• SELECTION:

How to Maintain building?
RSSLLP recommends that you follow our simple maintenance recommendations for steel buildings. By doing so, you will enhance the life of your investment. Frequency of maintenance is dependent upon the environmental zone in which the building is located.
Safety Notes for Roof maintenance
- Extreme caution should be exercised when working on roofs.
- Professional maintenance staff shall be used for maintenance works.
- Access ladders shall reach at least one meter above the step off point.
- Ladders shall be secured to the building, and shall be on a firm base.
- Do not step on skylights.
- When walking on the roof, step in the valleys of the panel, not on the ribs.
- Whenever possible, walk on the purlin line, (screw line).
- Areas of roof subject to frequent access shall be protected by temporary or permanent walkways.
Exterior Maintenance Procedure
- Preventive maintenance shall commence immediately after a project is erected or modified.
- Debris and small items such as screws, pop rivets, drill bits, or any ferrous objects shall be removed by sweeping with a soft nylon brush. Large items such as sheet metal cut-off shall be removed by hand to avoid damaging the surface of the roof panels. Such debris shall be removed after any trade, (e.g. electricians, plumbers, air conditioning technicians and steel erectors) has worked on the roof.

• WRITTEN REQUEST:
Answer these questions from the steel building maintenance guide above:
1. What does how often maintenance is needed depend on?
2. How far above the step off point must access ladders reach?
3. What tool should be used to sweep away screws, pop rivets and similar small debris?

• RECORDED DATA:

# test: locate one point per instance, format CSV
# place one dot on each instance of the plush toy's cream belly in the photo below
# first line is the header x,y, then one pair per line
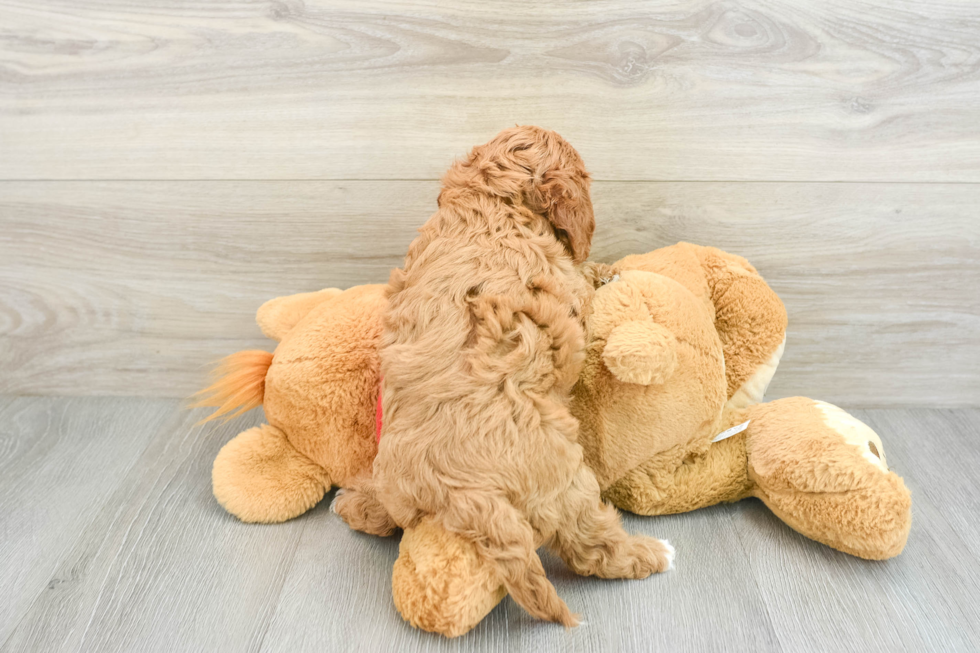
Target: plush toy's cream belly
x,y
625,424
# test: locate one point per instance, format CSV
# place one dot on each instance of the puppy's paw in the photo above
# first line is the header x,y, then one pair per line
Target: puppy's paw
x,y
643,556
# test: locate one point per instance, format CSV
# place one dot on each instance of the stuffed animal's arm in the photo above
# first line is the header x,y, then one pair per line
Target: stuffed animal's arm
x,y
278,316
751,322
637,349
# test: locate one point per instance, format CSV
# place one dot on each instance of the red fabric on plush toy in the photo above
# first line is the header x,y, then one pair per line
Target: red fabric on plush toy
x,y
377,416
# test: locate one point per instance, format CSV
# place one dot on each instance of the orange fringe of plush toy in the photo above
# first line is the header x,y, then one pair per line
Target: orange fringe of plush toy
x,y
239,382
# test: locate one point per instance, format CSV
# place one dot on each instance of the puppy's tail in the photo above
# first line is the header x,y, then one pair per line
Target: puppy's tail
x,y
503,536
239,382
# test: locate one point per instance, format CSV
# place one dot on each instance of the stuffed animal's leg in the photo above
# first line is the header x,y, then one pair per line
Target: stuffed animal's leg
x,y
751,322
823,472
668,484
358,506
278,316
259,476
591,540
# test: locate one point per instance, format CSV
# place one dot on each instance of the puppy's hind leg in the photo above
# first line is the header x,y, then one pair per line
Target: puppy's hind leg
x,y
503,536
591,540
360,508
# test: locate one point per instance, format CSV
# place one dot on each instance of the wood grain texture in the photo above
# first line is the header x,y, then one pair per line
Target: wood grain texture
x,y
882,90
162,567
60,462
687,609
138,556
134,287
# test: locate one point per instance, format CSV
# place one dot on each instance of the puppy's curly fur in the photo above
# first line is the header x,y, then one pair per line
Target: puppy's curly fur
x,y
483,342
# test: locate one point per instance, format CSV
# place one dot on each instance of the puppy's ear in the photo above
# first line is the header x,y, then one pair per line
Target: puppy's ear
x,y
565,196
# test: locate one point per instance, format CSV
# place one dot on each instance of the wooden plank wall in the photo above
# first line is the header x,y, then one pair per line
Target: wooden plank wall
x,y
167,166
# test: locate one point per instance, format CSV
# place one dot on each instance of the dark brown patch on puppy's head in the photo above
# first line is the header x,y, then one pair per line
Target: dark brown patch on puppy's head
x,y
539,169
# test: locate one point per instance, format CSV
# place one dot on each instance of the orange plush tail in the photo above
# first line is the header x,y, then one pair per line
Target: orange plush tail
x,y
239,382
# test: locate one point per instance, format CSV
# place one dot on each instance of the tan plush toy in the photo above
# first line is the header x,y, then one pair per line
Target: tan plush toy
x,y
682,344
319,391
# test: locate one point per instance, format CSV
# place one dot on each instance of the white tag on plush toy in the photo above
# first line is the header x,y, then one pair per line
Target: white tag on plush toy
x,y
735,430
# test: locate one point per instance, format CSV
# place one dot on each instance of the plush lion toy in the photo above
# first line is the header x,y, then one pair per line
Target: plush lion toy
x,y
682,343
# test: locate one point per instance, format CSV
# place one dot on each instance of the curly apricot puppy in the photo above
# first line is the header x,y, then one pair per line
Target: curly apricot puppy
x,y
483,342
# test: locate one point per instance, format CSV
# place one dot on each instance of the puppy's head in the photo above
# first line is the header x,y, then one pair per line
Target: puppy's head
x,y
537,168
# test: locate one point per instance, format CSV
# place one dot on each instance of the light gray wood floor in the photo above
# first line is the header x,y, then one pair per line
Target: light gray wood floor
x,y
111,541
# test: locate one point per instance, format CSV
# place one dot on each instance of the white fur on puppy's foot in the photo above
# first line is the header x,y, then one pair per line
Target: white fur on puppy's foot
x,y
333,504
671,552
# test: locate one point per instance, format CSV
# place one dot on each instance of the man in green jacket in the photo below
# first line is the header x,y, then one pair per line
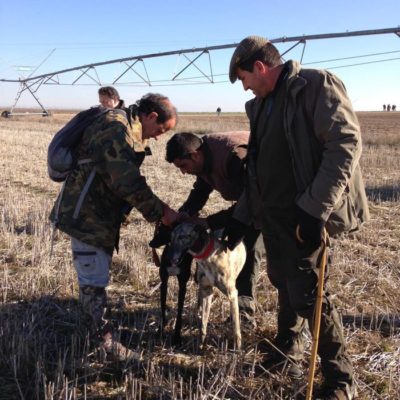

• ANSWER TO THE EXERCISE:
1. The environmental zone where the building is located.
2. At least one meter.
3. A soft nylon brush.